Raytheon's AN/AAS-44(V) is a thermal imaging sensor turret for detecting, ranging and tracking lasers to support AGM-114 Hellfire and other laser-guided munitions. Sensor options include near-infrared and colour TV cameras (with a x2 and x4 zoom), laser illuminator and spot tracker. These turrets have been installed in some RQ-1 Predators, but the more recent AN/AAS-52 Multispectral Targeting System (MST), which adds a thermal infrared sensor and laser rangefinder, has begun to replace the AN/AAS-44(V) on the MQ-1 version of the Predator.
While turret mounts may be prevalent, conformal camera systems, such as the Controp Mini-Eye, are also available, usually for the smaller airframes. The Mini-Eye, which is understood to have been test-flown on a Silver Arrow Mini-V drone, comprises a high-resolution colour television camera with a x10 zoom lens, using NTSC or PAL standard video formats in a two-axis gimbal. It offers 1.8[degrees] x 1.3[degrees] or 6 x 13.3[degrees] fields of view.
The Alpha family of infrared cameras was jointly developed by the US Army's Night Vision and Electronic Sensors Division and Indigo Systems (now part of Flir Systems) in 1998. It operates in the 7.5 to 13.5-[micro] waveband, using a 160 x 128-pixel array with an uncooled microbolometer detector (of 51 x 51 microns). It is carried in Schiebel's Camcopter.
The use of radars, including synthetic aperture types, specifically developed for drones is increasing. Typical of a 'conventional' radar modified for drones is the EL/M-2022U from Elta Electronics (a subsidiary of Israel Aircraft Industries--Elta/IAI), which is a re-packaged variant of the multimode radar used for fixed-wing maritime surveillance applications. This is a payload option for the IAI Heron high-altitude drone.

● ● ● ●

Given problem 1: Translate this sentence from the drone sensors passage into Spanish: "The use of radars, including synthetic aperture types, specifically developed for drones is increasing."
Given problem 2: Please carry on with the drone sensors passage, picking up after its final sentence.

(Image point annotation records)
● ● ● ●

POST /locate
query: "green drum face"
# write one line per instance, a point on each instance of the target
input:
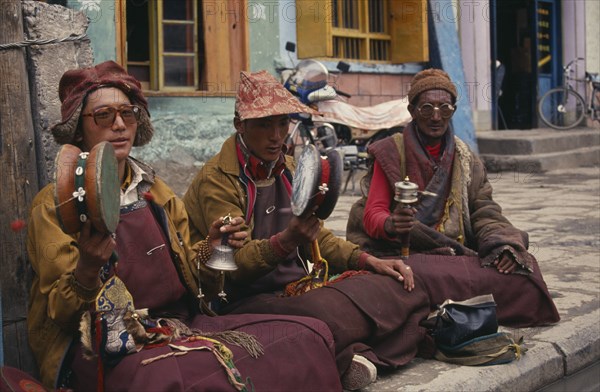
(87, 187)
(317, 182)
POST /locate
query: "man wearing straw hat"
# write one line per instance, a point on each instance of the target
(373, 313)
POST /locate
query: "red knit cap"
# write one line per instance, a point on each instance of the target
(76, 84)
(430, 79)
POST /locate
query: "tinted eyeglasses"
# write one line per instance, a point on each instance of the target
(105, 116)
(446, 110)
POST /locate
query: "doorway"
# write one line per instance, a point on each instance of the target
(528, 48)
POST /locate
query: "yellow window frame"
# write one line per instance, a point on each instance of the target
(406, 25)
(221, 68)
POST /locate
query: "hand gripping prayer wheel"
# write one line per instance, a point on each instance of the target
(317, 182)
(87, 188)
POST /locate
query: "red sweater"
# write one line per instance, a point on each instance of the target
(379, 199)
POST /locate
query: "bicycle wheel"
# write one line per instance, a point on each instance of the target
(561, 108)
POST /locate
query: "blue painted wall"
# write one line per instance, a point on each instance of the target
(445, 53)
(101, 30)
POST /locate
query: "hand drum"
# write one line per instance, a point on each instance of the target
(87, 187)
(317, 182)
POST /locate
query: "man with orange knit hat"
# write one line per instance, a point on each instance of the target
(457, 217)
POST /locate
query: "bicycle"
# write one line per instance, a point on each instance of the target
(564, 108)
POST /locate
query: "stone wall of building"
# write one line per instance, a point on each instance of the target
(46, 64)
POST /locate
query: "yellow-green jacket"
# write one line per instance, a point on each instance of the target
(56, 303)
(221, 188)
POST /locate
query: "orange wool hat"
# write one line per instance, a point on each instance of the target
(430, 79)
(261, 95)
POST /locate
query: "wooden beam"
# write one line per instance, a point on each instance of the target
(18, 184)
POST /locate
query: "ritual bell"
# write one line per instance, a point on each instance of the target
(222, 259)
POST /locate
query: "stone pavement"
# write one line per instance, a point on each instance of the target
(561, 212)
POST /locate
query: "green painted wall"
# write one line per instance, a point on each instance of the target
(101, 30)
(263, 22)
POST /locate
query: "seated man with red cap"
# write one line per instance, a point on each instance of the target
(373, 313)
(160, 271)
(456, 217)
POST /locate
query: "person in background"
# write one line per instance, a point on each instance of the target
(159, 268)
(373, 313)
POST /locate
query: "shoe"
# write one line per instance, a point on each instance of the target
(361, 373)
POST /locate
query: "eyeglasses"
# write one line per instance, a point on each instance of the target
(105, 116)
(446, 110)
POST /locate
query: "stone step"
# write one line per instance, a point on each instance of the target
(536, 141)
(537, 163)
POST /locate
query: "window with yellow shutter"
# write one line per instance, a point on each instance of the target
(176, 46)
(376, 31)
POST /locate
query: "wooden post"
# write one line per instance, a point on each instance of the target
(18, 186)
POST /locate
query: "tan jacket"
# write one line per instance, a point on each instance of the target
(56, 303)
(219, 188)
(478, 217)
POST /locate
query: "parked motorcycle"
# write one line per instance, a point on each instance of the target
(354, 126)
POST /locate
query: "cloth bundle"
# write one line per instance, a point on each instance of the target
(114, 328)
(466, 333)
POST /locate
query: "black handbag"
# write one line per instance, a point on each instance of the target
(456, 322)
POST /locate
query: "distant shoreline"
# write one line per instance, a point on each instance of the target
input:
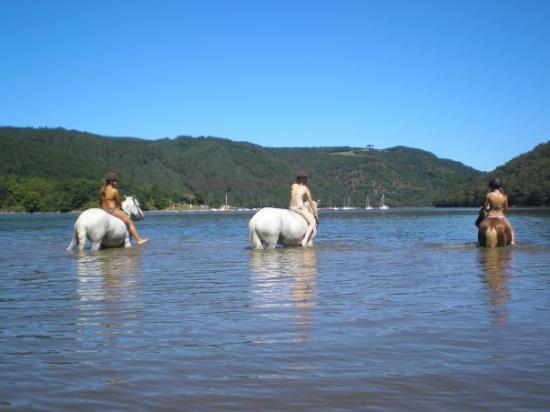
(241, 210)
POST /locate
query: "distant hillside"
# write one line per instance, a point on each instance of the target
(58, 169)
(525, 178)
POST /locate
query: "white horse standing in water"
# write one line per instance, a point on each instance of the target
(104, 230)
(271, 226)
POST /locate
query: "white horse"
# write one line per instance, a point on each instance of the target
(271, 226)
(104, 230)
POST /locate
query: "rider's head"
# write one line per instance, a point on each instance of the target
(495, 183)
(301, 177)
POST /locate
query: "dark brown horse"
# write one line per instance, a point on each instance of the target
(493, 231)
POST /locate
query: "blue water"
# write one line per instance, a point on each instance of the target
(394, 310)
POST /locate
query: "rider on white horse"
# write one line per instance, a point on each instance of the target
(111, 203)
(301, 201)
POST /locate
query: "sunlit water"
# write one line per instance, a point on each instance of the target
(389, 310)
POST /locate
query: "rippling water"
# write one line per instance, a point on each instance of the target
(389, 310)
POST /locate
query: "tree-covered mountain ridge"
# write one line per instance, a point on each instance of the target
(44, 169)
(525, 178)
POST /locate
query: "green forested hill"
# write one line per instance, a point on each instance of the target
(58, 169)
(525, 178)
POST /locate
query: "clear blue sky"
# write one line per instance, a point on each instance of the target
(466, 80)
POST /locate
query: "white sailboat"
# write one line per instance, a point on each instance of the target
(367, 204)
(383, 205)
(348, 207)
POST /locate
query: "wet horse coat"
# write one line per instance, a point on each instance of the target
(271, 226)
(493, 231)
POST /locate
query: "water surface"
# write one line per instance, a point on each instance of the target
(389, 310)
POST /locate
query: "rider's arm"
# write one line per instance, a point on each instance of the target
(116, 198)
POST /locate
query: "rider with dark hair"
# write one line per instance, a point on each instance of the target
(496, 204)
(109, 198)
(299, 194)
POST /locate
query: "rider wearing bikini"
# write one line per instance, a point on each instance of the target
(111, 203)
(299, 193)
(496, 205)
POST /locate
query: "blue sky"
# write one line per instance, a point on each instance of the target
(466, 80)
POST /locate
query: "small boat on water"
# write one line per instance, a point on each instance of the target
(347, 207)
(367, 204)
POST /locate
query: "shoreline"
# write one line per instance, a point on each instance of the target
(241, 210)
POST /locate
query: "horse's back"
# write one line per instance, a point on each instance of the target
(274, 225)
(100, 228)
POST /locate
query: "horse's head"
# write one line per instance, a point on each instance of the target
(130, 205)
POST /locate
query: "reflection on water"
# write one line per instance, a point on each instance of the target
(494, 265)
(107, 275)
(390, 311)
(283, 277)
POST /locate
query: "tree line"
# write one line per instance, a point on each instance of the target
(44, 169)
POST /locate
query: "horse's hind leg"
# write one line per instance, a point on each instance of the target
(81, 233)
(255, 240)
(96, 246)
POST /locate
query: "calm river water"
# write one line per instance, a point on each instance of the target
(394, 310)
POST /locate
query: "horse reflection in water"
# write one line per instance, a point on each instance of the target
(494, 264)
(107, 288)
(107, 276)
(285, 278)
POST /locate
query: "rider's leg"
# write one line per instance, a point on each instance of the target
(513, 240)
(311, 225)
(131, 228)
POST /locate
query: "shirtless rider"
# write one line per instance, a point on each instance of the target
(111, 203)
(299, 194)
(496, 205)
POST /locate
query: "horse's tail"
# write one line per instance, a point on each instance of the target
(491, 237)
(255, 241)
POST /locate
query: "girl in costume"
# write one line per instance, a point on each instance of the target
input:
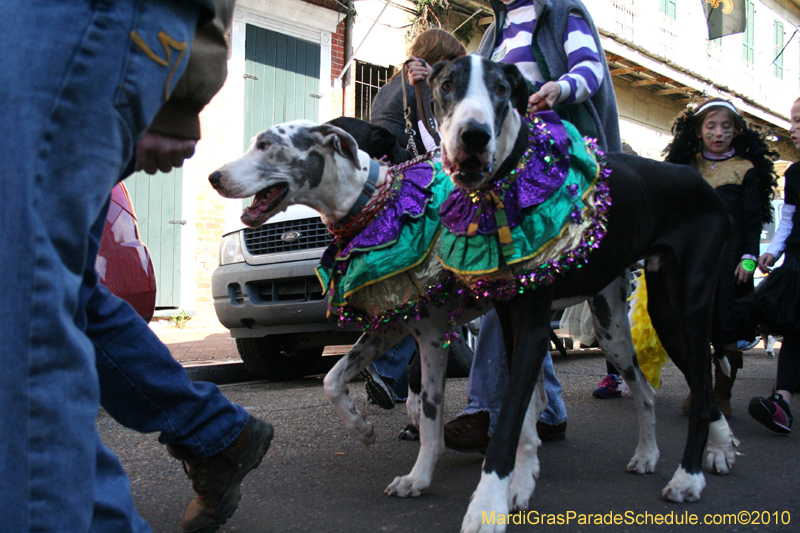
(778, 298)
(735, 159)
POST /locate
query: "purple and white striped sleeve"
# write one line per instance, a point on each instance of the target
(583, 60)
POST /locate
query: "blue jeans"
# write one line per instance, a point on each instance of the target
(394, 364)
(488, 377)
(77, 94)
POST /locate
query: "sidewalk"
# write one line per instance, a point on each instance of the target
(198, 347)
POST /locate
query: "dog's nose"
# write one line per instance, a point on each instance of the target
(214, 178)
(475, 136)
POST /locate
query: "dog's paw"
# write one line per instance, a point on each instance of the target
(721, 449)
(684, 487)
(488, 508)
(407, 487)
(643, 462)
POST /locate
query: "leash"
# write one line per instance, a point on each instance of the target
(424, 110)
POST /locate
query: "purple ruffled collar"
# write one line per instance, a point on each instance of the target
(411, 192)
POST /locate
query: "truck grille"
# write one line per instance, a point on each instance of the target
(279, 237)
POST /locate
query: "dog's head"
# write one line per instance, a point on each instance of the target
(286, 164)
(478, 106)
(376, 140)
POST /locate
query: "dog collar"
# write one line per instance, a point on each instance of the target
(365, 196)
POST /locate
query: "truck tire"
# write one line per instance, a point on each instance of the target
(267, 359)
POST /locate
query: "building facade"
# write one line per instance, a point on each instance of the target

● ● ● ●

Exercise answer 1: El uso de radares, incluidos los de apertura sintética, desarrollados específicamente para drones está aumentando.

Exercise answer 2:
On the synthetic aperture radar front, a joint Thales/Eads-Dornier project known as the Sword (System for all-Weather Observation by Radar on Drone) is intended to upgrade the effectiveness of the CL-289 recce drone which will also have a moving target indication capability. A derivative system--the Awards (All-Weather Airborne Reconnaissance Drone Sensor)--is marketed by Eads-Dornier. It is a high-resolution (1.4 metres for ground range and along track, 10 metres in moving target indicator mode) J-band synthetic aperture radar for use on slow-flying drones operating below 16,400 ft.
Another example of radar comes from Elta/IAI in the form of the EL/M-2055. Understood to use a stabilised, low sidelobe, planar array antenna with coherent transmission, it is said to produce near photographic quality imagery with true all-weather day and night coverage.
The Ericsson Microwave Systems Carabas III (Coherent All Radio Band Sensing) drone is still under development in this mode. It operates in the 20 to 90-MHz range and, due to weak radar backscatter from surrounding vegetation, is seen as ideal for foliage penetration to detect camouflaged targets. The two UHF synthetic aperture antennas would be conformally mounted in the Carabas III twin tail-booms, while a 60 to 90-MHz MTI antenna would be pod-mounted on each wingtip. The Carabas technology has attracted interest in Brazil.
General Atomics produces the AN/APX-8 Lynx Synthetic aperture radar developed by the US Department of Energy's Sandia National Laboratories for the company in 1996, using cots components. It uses an offset-fed dish antenna on a three-axis gimbal in a 483-mm radome, giving a slant range of 30 km. Known applications include the company's MQ/RQ-1 Predator and I-Gnat plus the rotary wing Northrop Grumman RQ-8 Fire Scout.
Northrop Grumman's AN/ZPQ-1 Tesar based on a radar developed for the US Navy's long-cancelled A-12 attack aircraft, is a lightweight high-performance J-band surveillance radar. It equips General Atomics MQ/RQ-1 Predators in US Air Force service and can operate in moving target indicator modes. In strip mode the synthetic aperture radar has a range of 10 to 25 km, while in spot mode range stretches to between 18 and 28 km depending on the altitude.
A scaled-down version of the AN/ZPQ-1 Tesar known as Tuavr (Tactical UAV Radar) is still in development. Two trial systems have been mounted in RQ-5 Hunters, although it is understood that the Tuavr is intended to equip the RQ-7A Shadow 200.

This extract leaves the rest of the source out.